Ana Sayfa
Kavram Arama : THS Google   |   Forum İçi Arama  

Üye İsmi
Şifre

Meslektaşların Soruları Hukukçu meslektaşların hukuki nitelikte sorularını birbirlerine yöneltecekleri mesleki yardımlaşma forumu. SADECE hukuk fakültesi mezunları ile hukuk profesyonellerinin (bilirkişi, icra müdürü vb.) yazışmasına açıktır. [Yeni Soru Sorun]

gayrımenkulün kaydındaki haczin kaldırılması

Yanıt
Old 31-10-2008, 09:17   #1
avbilgen

 
Varsayılan gayrımenkulün kaydındaki haczin kaldırılması

Müvekkil tarafından açılan dava sonucunda gayrımenkulün müvekkil adına tesciline karar verildi. Ancak açtığımız dava 2 yıl içersinde sonuçlandı . Kararda gayrımenkulün hangi tarih de müvekkil adına tescil edileceğine dair açık bir ibare mevcut değil. Bu nedenle Tapu Müdürlüğü kesinleşme şerhi olan tarih itibariyle gayrımenkulü müvekkil adına tescil edilebileceğini söylediler. Ancak yargılama esnasında geçen 2 yıl süresinde, gayrımenkul adına kayıtlı şahsın borcundan dolayı gayrımenkulün kaydına birçok haciz konuldu. Kesinleşme tarihinden sonraki haciz şerhleri için sorun yok onları icra mahkemesindne şikayet yolu ile kaldırabiliyorum ancak asliye hukuk mahkemesi kararından daha önceki haciz şerhlerini kaldırılması için nasıl bir işlem yapılmalı?

- _Yapılacak İşler_:
[a] Haczin kaldırılmasıyla ilgili metne göre şu soruları yanıtlayın:
(i) Müvekkilin açtığı dava kaç yıl içinde sonuçlandı?
(ii) Tapu Müdürlüğü gayrımenkulün hangi tarih itibarıyla müvekkil adına tescil edilebileceğini söyledi?
(iii) Forum sadece kimlerin yazışmasına açık?
[b] Haczin kaldırılmasıyla ilgili metinde "Müvekkil tarafından açılan" sözlerini içeren yerle başlayıp "bir işlem yapılmalı?" ile biten bölümü hiç değiştirmeden tekrar yazın.
Yalnızca metindeki bilgilere dayanın.

- _Toplanan Malzeme_:
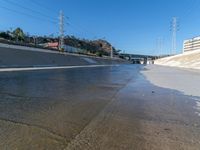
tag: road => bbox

- _Görevlere Göre Yanıtlar_:
[a]
(i) 2 yıl içinde.
(ii) Kesinleşme şerhi olan tarih itibarıyla.
(iii) Hukuk fakültesi mezunları ile hukuk profesyonellerinin (bilirkişi, icra müdürü vb.).

[b]
Müvekkil tarafından açılan dava sonucunda gayrımenkulün müvekkil adına tesciline karar verildi. Ancak açtığımız dava 2 yıl içersinde sonuçlandı . Kararda gayrımenkulün hangi tarih de müvekkil adına tescil edileceğine dair açık bir ibare mevcut değil. Bu nedenle Tapu Müdürlüğü kesinleşme şerhi olan tarih itibariyle gayrımenkulü müvekkil adına tescil edilebileceğini söylediler. Ancak yargılama esnasında geçen 2 yıl süresinde, gayrımenkul adına kayıtlı şahsın borcundan dolayı gayrımenkulün kaydına birçok haciz konuldu. Kesinleşme tarihinden sonraki haciz şerhleri için sorun yok onları icra mahkemesindne şikayet yolu ile kaldırabiliyorum ancak asliye hukuk mahkemesi kararından daha önceki haciz şerhlerini kaldırılması için nasıl bir işlem yapılmalı?